**MATERIAL PROVIDED**
——

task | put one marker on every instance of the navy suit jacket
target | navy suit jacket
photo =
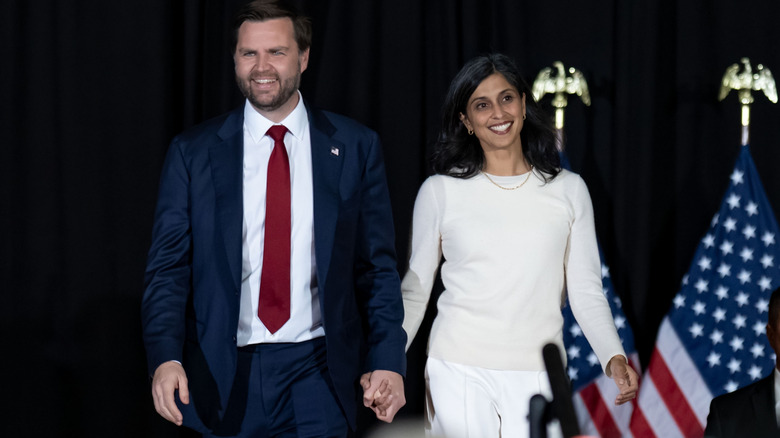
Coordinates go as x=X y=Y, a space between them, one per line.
x=746 y=412
x=193 y=276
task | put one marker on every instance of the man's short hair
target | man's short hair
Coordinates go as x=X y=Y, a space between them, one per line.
x=261 y=10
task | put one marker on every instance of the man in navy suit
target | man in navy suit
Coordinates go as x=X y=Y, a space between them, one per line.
x=218 y=367
x=752 y=411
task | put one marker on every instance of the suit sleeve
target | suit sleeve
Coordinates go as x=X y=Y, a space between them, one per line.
x=167 y=279
x=377 y=281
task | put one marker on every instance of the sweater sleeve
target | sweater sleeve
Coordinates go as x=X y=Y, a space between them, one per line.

——

Rewrite all of the entries above, requests included, and shift every x and y coordinate in the answers by adding 10 to it. Leave the picture out.

**RESPONSE TO THE TASK**
task | put one marker on every instance of the navy suit jacket
target | navy suit jacket
photo =
Coordinates go as x=X y=Y, a space between them, one per line.
x=756 y=422
x=203 y=286
task | put one marker on every instance of the man's short hair
target | man's short hair
Coordinates go as x=X y=Y, a space between them, one per line.
x=271 y=20
task | put one marker on every instance of the man in navy suit
target | man in navy suit
Coordinates go as x=X y=Y, a space between them, one per line.
x=228 y=377
x=762 y=421
task | put one marker on every instance of the suit sleeve
target | suit sleeve
Coordinates go as x=X y=Y, a space between them, one per line.
x=177 y=289
x=387 y=291
task | put one marker on every instance of the sweater sleeve
target | sweater sleeve
Coordinates go as x=X y=Y, a space between them, one per line.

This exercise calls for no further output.